+++ LISTED ENTRIES +++

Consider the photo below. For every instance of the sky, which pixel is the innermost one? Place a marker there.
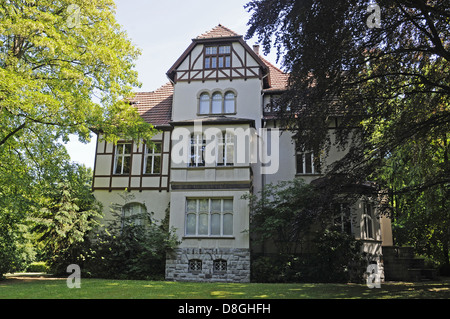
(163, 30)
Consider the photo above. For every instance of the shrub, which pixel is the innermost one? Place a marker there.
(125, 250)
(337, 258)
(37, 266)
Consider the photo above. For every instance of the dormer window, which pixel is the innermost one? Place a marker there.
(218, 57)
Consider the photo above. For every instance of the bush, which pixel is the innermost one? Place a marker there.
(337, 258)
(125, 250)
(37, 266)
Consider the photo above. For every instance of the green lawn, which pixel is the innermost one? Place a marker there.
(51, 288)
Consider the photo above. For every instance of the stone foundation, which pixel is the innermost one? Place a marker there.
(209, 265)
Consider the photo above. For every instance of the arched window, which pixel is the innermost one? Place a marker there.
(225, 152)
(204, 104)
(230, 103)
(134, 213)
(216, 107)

+++
+++ LISTED ENTRIES +++

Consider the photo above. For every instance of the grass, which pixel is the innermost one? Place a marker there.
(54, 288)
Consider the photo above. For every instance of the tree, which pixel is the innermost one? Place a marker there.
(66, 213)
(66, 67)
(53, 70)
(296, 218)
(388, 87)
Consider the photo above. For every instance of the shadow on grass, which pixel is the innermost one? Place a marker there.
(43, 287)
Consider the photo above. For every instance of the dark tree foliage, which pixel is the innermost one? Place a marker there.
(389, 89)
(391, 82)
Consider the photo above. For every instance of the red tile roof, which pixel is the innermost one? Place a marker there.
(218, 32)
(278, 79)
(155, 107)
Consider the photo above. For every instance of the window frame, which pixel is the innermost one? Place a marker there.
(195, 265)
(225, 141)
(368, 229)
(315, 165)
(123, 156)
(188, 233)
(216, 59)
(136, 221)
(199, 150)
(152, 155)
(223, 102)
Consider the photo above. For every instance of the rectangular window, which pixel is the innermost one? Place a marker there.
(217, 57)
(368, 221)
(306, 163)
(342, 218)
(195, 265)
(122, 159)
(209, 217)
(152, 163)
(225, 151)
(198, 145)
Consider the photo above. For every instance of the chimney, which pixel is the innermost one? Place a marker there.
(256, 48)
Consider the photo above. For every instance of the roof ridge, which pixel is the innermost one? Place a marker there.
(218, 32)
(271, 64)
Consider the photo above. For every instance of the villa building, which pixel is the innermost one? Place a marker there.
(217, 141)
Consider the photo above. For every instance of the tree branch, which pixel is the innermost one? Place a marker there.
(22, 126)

+++

* WHAT TO DO *
List each line of the items above that contains the word "window". Case counts.

* THE COMPLETED TASK *
Consider the photo above. For every instance of the dormer window, which pixel is the innermost one? Place a marker there.
Consider the photo above. For every instance of the arched window, which pixel is the innermost one? Place a marker there.
Consider the photo above. For every instance of the window frame, which pixel is the innermost one? Place a marker there.
Consider the photo above. For every instance of the rectangular window, which pixel is the innermost one? Place a marker there.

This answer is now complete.